## begin EXCERPTED PASSAGE

Elon Musk's platform still has obligations to combat disinformation under EU law but the true extent of these remains uncertain, writes PhD student Ethan Shattock, School of Law and Criminology
Recently, EU internal market Commissioner Thierry Breton announced that Twitter had left the Union's Code of Practice on Disinformation. Accompanying this was the commissioner’s stern warning that Elon Musk’s platform could 'run’ but not 'hide’ from obligations to combat disinformation under the EU’s new Digital Services Act.
Highlighting legal requirements which come into effect on August 25th, the Commissioner’s message was clear. Large social media platforms will not have voluntary discretion to tackle—or refuse to tackle—the spread of disinformation under new EU law. This poses timely questions surrounding what Twitter’s departure from the EU Code of Practice on Disinformation means and the platform’s obligations under the Digital Services Act which have potential relevance in this area.
What does the EU Code of Practice on Disinformation say?
The Code of Practice on Disinformation was introduced in 2018 due to concerns surrounding Russian interference in European Parliamentary elections. Initial members of the 2018 Code—known as 'signatories'—not only included social media giants like Twitter and Facebook but also internet search providers such as Google.
Collaborating with the European Commission, these platforms signed off on several voluntary commitments designed to limit the spread of disinformation on their respective platforms. Key commitments involved platforms pledging to increase transparency of political advertising, to disrupt revenue flowing to accounts that spread disinformation, and to empower researchers with knowledge that could shed light on platform measures to limit misleading content.
While the European Commission praised Twitter's compliance with several commitments in an assessment in 2020, the Code’s effectiveness has been hampered by several flaws. One critical flaw is that platforms have not consistently provided researchers with valuable data as they had voluntarily agreed to under the Code’s voluntary commitments. A related problem is that the Code’s commitments contained vague terminology while providing platforms with considerable leeway in how they adopt measures to tackle misleading content.
Spurred by these failures, the EU beefed up the Code of Practice on Disinformation in 2022. The revamped Code provides more detailed commitments, a wider range of members, and more concrete standards to measure how platforms minimize the spread of disinformation on their platforms. While remaining a voluntary initiative, the renewed Code of Practice is accompanied by legally binding obligations for platforms such as Twitter to combat disinformation under the EU’s new Digital Services Act.
Will Digital Service Act force Twitter to combat disinformation?
The Digital Services Act is a significant EU law which sets out a wide range of obligations for various online platforms of all shapes and sizes. Crucially, this legislation sets out its most extensive obligations for entities which are considered to be ‘Very Large Online Platforms.’These are platforms which have over 45 million 'average active monthly recipients' of their service across the EU. As Twitter fits into this category, it is designated as a Very Large Online Platform in the Digital Services Act’s framework.
This status is vital in the disinformation context. Under the Digital Services Act, such platforms must identify and mitigate ‘systemic risks’ arising from their services. Importantly, 'systemic risks' not only include the ‘dissemination of illegal content’ but also the ‘intentional manipulation’ of services with negative effects on ‘electoral processes.’ Such risks may also extend to situations whereby individuals create fake accounts. In other words, disinformation is considered to be a systemic risk which Very Large Online Platforms like Twitter are obliged to curtail under the Digital Services Act.

## end EXCERPTED PASSAGE

## TASKS TO CARRY OUT
1. From the Twitter disinformation article, type out the passage starting at "The Code of Practice on Disinformation was" and ending at "such as Google.".
2. Answer these questions using the Twitter disinformation article:
(a) In what year was the Code of Practice on Disinformation introduced?
(b) On what date do the legal requirements highlighted by the Commissioner come into effect?
(c) How many average active monthly recipients across the EU must a platform have to be a Very Large Online Platform?
The data that follows the Twitter disinformation article is not needed.

## begin SUPPLIED MATERIAL

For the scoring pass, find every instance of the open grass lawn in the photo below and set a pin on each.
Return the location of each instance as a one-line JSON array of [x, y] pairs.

## end SUPPLIED MATERIAL

## COMPLETED EXERCISE
1.
The Code of Practice on Disinformation was introduced in 2018 due to concerns surrounding Russian interference in European Parliamentary elections. Initial members of the 2018 Code—known as 'signatories'—not only included social media giants like Twitter and Facebook but also internet search providers such as Google.

2.
(a) 2018
(b) August 25th
(c) Over 45 million